Задание 1: Изложите исходный текст в двух предложениях.

Исходный текст:
Пантагрюэль — благородный рыцарь, королевский сын, как принц Генрих. Как и у принца, у него есть одна слабость: он не может устоять перед притягательностью дурной компании. Когда Панург остроумен, Пантагрюэль не может отказать себе в удовольствии посмеяться над его гомерическими шутками.
Но Панург, в отличие от Фальстафа, — это сатира самого широкого масштаба. Представляя его как выдающегося экономиста или мастера финансов, который называет заимствование созданием кредита и имеет 63 способа добывания денег и 214 способов их траты, Рабле сделал его абстрактной и краткой хроникой французского двора своего времени. Давая ему годовой доход с его баронства в «6 789 106 789 королевских денье», не говоря уже о колеблющемся доходе от саранчи и барвинков, «составляющем в хороший или плохой год от 2 435 768 до 2 435 769 баранов с большой шерстью», Рабле направлял свою сатиру прямо на бесстыдное вымогательство, которое в то время было славой и восторгом французской феодальной знати.
Шекспир не заходит так далеко в направлении сатиры. Он только поэт, и как поэт стоит просто на защите. Единственная сила, которую он, можно сказать, атакует, — это пуританизм («Двенадцатая ночь», «Мера за меру» и т. д.), и то только в целях самообороны. Его атаки, к тому же, чрезвычайно мягки по сравнению с атаками кавалерских поэтов до победы пуританизма и после открытия театров. Но Шекспир был тем, чем не был Рабле, — художником; и как художник он был настоящим Прометеем в своей способности создавать человеческие существа.
Как художник он также обладает той буйной плодовитостью, которую мы находим у Рабле, даже превосходя его в некоторых отношениях. Макс Мюллер давно отметил богатство его словаря. В этом он, кажется, превосходит всех других писателей. Итальянское оперное либретто редко содержит более 600 или 700 слов. Хорошо образованный современный англичанин в общении редко использует более 3000 или 4000. Было подсчитано, что острые мыслители и великие ораторы в Англии владеют 10 000 слов. Ветхий Завет содержит всего 5642 слова. Шекспир использовал более 15 000 слов в своих поэмах и пьесах; и в немногих из последних мы находим такую переполняющую полноту выражения, как в «Генрихе IV».

Данные для упражнения:
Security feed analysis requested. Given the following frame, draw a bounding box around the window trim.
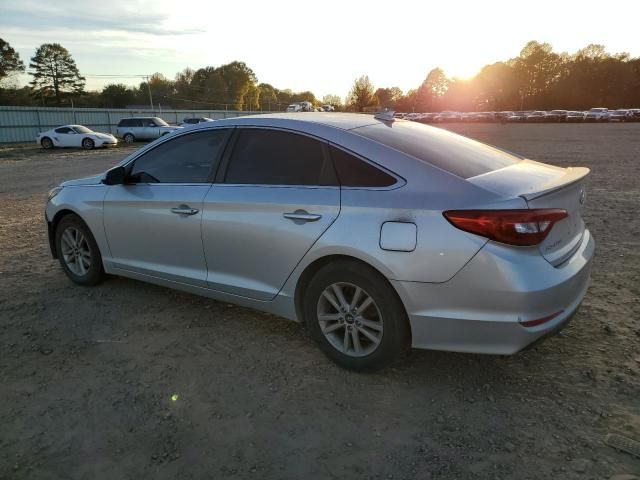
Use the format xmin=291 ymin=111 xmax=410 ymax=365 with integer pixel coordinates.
xmin=214 ymin=125 xmax=341 ymax=189
xmin=327 ymin=142 xmax=407 ymax=190
xmin=122 ymin=126 xmax=235 ymax=186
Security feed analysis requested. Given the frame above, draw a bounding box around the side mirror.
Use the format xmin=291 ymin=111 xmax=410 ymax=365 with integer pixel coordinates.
xmin=102 ymin=167 xmax=127 ymax=185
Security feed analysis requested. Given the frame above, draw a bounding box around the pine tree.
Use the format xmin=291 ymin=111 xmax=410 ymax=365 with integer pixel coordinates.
xmin=29 ymin=43 xmax=85 ymax=105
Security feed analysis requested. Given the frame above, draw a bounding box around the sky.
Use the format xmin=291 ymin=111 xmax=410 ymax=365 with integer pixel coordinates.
xmin=0 ymin=0 xmax=640 ymax=98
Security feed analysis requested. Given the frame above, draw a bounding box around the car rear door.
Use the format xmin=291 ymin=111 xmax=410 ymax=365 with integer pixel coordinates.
xmin=104 ymin=129 xmax=230 ymax=286
xmin=202 ymin=128 xmax=340 ymax=300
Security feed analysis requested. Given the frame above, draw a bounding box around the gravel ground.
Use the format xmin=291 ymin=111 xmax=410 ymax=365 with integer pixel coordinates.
xmin=0 ymin=124 xmax=640 ymax=479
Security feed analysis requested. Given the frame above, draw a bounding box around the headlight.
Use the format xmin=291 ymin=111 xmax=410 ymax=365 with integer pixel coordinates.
xmin=47 ymin=187 xmax=62 ymax=202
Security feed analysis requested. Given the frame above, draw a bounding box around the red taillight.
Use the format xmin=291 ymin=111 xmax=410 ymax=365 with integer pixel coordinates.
xmin=443 ymin=208 xmax=568 ymax=246
xmin=520 ymin=310 xmax=564 ymax=328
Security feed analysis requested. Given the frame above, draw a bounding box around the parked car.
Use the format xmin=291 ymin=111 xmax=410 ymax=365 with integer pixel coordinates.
xmin=472 ymin=112 xmax=496 ymax=123
xmin=180 ymin=117 xmax=214 ymax=127
xmin=36 ymin=125 xmax=118 ymax=150
xmin=547 ymin=110 xmax=568 ymax=122
xmin=45 ymin=113 xmax=594 ymax=370
xmin=287 ymin=102 xmax=313 ymax=112
xmin=504 ymin=112 xmax=527 ymax=123
xmin=584 ymin=107 xmax=610 ymax=122
xmin=525 ymin=110 xmax=548 ymax=123
xmin=609 ymin=108 xmax=631 ymax=122
xmin=116 ymin=117 xmax=182 ymax=143
xmin=565 ymin=111 xmax=585 ymax=123
xmin=433 ymin=112 xmax=462 ymax=123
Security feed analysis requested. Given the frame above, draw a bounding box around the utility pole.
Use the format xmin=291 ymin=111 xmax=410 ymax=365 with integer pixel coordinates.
xmin=146 ymin=77 xmax=153 ymax=110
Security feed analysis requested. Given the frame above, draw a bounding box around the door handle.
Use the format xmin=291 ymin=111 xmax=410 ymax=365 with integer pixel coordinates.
xmin=171 ymin=205 xmax=200 ymax=215
xmin=282 ymin=210 xmax=322 ymax=222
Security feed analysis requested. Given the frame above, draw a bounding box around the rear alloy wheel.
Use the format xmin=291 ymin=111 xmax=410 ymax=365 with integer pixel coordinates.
xmin=303 ymin=261 xmax=410 ymax=371
xmin=55 ymin=215 xmax=104 ymax=285
xmin=82 ymin=138 xmax=96 ymax=150
xmin=40 ymin=137 xmax=53 ymax=150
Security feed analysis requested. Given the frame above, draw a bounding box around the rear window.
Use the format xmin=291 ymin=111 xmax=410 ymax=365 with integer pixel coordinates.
xmin=351 ymin=121 xmax=522 ymax=178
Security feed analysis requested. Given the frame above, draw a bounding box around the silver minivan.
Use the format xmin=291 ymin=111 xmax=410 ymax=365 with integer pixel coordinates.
xmin=116 ymin=117 xmax=182 ymax=143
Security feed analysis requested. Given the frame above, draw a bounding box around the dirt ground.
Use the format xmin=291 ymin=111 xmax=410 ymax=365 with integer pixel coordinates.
xmin=0 ymin=124 xmax=640 ymax=480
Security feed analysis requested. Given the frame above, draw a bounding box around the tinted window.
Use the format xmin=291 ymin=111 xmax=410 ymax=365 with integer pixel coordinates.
xmin=329 ymin=147 xmax=396 ymax=187
xmin=225 ymin=129 xmax=336 ymax=185
xmin=351 ymin=121 xmax=521 ymax=178
xmin=130 ymin=130 xmax=229 ymax=183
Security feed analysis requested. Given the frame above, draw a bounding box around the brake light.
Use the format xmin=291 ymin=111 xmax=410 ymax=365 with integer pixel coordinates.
xmin=519 ymin=310 xmax=564 ymax=328
xmin=443 ymin=208 xmax=568 ymax=246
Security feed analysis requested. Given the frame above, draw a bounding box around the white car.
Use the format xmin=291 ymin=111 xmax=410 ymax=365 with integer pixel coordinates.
xmin=584 ymin=107 xmax=611 ymax=122
xmin=36 ymin=125 xmax=118 ymax=150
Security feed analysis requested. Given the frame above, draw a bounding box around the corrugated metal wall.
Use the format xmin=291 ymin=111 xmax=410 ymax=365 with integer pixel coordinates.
xmin=0 ymin=107 xmax=267 ymax=143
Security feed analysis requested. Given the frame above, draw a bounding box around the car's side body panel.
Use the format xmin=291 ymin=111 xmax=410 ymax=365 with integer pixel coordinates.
xmin=202 ymin=184 xmax=340 ymax=300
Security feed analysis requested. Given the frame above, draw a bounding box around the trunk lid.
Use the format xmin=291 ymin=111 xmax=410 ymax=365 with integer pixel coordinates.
xmin=468 ymin=160 xmax=589 ymax=266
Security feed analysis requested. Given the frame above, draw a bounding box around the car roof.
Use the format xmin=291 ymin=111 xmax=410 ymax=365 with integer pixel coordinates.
xmin=200 ymin=112 xmax=383 ymax=130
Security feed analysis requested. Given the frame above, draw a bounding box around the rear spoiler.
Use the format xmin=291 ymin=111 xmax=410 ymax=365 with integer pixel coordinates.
xmin=520 ymin=167 xmax=591 ymax=201
xmin=467 ymin=159 xmax=590 ymax=201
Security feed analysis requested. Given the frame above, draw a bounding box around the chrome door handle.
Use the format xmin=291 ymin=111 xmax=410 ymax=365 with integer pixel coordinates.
xmin=282 ymin=210 xmax=322 ymax=222
xmin=171 ymin=205 xmax=200 ymax=215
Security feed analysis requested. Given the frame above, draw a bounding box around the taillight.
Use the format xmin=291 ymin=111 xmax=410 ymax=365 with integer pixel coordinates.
xmin=443 ymin=208 xmax=568 ymax=246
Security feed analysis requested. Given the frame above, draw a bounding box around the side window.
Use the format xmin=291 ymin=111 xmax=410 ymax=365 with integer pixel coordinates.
xmin=225 ymin=129 xmax=337 ymax=185
xmin=129 ymin=129 xmax=230 ymax=183
xmin=329 ymin=146 xmax=396 ymax=187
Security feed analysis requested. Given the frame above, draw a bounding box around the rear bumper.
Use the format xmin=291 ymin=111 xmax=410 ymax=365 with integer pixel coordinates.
xmin=392 ymin=230 xmax=595 ymax=355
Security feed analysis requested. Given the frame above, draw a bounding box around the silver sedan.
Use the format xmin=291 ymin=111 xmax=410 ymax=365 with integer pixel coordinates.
xmin=46 ymin=113 xmax=594 ymax=370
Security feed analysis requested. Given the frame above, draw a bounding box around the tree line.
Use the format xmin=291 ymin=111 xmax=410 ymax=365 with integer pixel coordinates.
xmin=0 ymin=38 xmax=640 ymax=112
xmin=347 ymin=41 xmax=640 ymax=112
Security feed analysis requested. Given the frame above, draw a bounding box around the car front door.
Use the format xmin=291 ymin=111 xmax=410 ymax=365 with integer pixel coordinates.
xmin=104 ymin=129 xmax=230 ymax=286
xmin=143 ymin=119 xmax=160 ymax=140
xmin=53 ymin=127 xmax=79 ymax=147
xmin=202 ymin=128 xmax=340 ymax=300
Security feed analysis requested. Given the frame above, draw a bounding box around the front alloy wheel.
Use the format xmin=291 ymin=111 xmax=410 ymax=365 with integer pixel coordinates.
xmin=60 ymin=227 xmax=91 ymax=277
xmin=55 ymin=215 xmax=104 ymax=285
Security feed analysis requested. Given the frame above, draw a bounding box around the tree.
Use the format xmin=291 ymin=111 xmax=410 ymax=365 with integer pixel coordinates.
xmin=322 ymin=94 xmax=342 ymax=109
xmin=376 ymin=87 xmax=402 ymax=108
xmin=347 ymin=75 xmax=376 ymax=112
xmin=29 ymin=43 xmax=85 ymax=105
xmin=414 ymin=68 xmax=449 ymax=112
xmin=0 ymin=38 xmax=24 ymax=82
xmin=100 ymin=83 xmax=136 ymax=108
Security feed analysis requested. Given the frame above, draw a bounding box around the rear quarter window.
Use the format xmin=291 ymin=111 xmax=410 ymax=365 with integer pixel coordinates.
xmin=351 ymin=121 xmax=522 ymax=178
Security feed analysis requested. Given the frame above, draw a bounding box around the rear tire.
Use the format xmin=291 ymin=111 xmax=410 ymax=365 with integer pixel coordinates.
xmin=55 ymin=215 xmax=104 ymax=286
xmin=82 ymin=138 xmax=96 ymax=150
xmin=40 ymin=137 xmax=53 ymax=150
xmin=303 ymin=260 xmax=411 ymax=371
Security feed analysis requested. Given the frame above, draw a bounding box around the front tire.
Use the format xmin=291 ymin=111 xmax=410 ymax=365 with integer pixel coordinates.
xmin=55 ymin=215 xmax=104 ymax=286
xmin=40 ymin=137 xmax=53 ymax=150
xmin=303 ymin=261 xmax=411 ymax=371
xmin=82 ymin=138 xmax=96 ymax=150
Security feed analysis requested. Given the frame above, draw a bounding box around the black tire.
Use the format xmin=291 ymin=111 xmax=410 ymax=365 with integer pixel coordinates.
xmin=82 ymin=138 xmax=96 ymax=150
xmin=55 ymin=214 xmax=104 ymax=286
xmin=302 ymin=260 xmax=411 ymax=371
xmin=40 ymin=137 xmax=53 ymax=150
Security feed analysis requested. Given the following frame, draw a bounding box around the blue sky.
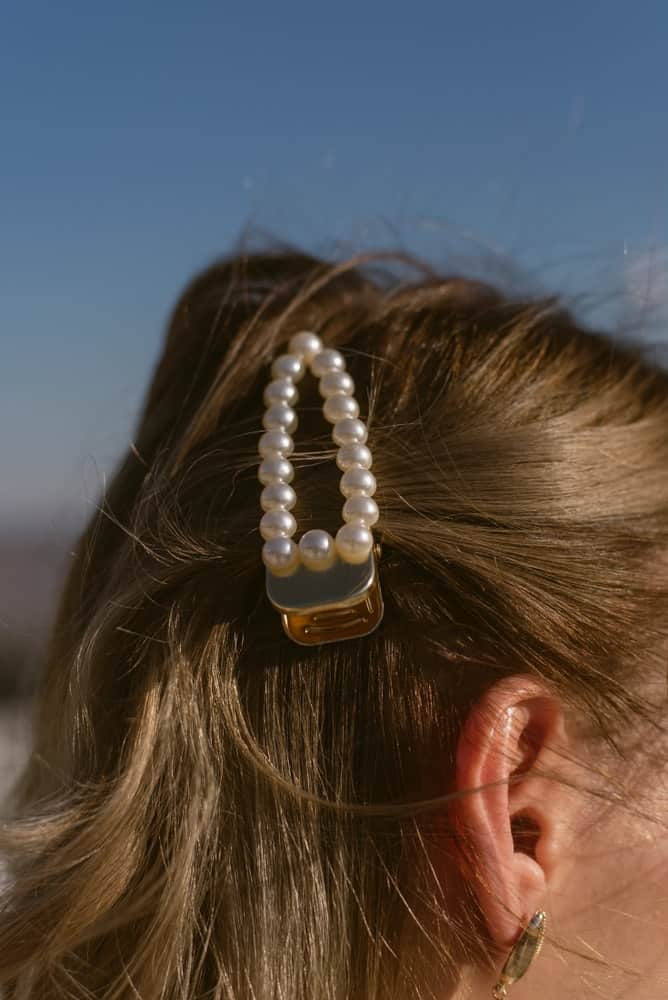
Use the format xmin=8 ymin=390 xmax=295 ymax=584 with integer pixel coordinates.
xmin=0 ymin=0 xmax=668 ymax=527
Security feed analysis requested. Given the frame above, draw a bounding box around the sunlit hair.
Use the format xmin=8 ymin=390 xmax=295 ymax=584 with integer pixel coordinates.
xmin=0 ymin=250 xmax=668 ymax=1000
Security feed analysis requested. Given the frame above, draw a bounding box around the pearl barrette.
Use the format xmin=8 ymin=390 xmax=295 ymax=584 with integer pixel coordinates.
xmin=258 ymin=332 xmax=383 ymax=645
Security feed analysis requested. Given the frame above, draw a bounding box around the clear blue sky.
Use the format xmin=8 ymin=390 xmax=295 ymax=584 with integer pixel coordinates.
xmin=0 ymin=0 xmax=668 ymax=527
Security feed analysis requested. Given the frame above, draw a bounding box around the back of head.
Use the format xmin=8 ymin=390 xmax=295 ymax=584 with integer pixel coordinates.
xmin=0 ymin=246 xmax=668 ymax=1000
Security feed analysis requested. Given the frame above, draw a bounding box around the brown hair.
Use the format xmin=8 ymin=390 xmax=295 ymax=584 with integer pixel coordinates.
xmin=0 ymin=250 xmax=668 ymax=1000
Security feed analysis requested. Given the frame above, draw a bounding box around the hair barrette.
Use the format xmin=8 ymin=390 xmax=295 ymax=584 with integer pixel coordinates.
xmin=258 ymin=332 xmax=383 ymax=646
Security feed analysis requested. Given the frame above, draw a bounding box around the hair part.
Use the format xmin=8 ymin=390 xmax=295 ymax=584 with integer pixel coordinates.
xmin=0 ymin=244 xmax=668 ymax=1000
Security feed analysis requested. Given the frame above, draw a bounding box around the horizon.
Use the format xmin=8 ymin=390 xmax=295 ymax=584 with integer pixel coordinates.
xmin=0 ymin=0 xmax=668 ymax=531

Задание 2: Замените «frame above» на «image above» в строках данных между строкой со словами «the brown hair.» и строкой со словами «xmin=0 ymin=244 xmax=668 ymax=1000» включительно. Выведите только эти строки, больше ничего в них не меняя.

Решение 1: В отличие от Фальстафа, Панург у Рабле представляет собой сатиру самого широкого масштаба, направленную на бесстыдное вымогательство французской феодальной знати. Шекспир в сатире заходит не так далеко и атакует лишь пуританизм ради самообороны, зато как художник он умел создавать человеческие существа и, по-видимому, превосходит всех других писателей богатством словаря, использовав более 15 000 слов.

Решение 2:
Security feed analysis requested. Given the image above, draw a bounding box around the brown hair.
Use the format xmin=8 ymin=390 xmax=295 ymax=584 with integer pixel coordinates.
xmin=0 ymin=250 xmax=668 ymax=1000
Security feed analysis requested. Given the image above, draw a bounding box around the hair barrette.
Use the format xmin=8 ymin=390 xmax=295 ymax=584 with integer pixel coordinates.
xmin=258 ymin=332 xmax=383 ymax=646
Security feed analysis requested. Given the image above, draw a bounding box around the hair part.
Use the format xmin=8 ymin=390 xmax=295 ymax=584 with integer pixel coordinates.
xmin=0 ymin=244 xmax=668 ymax=1000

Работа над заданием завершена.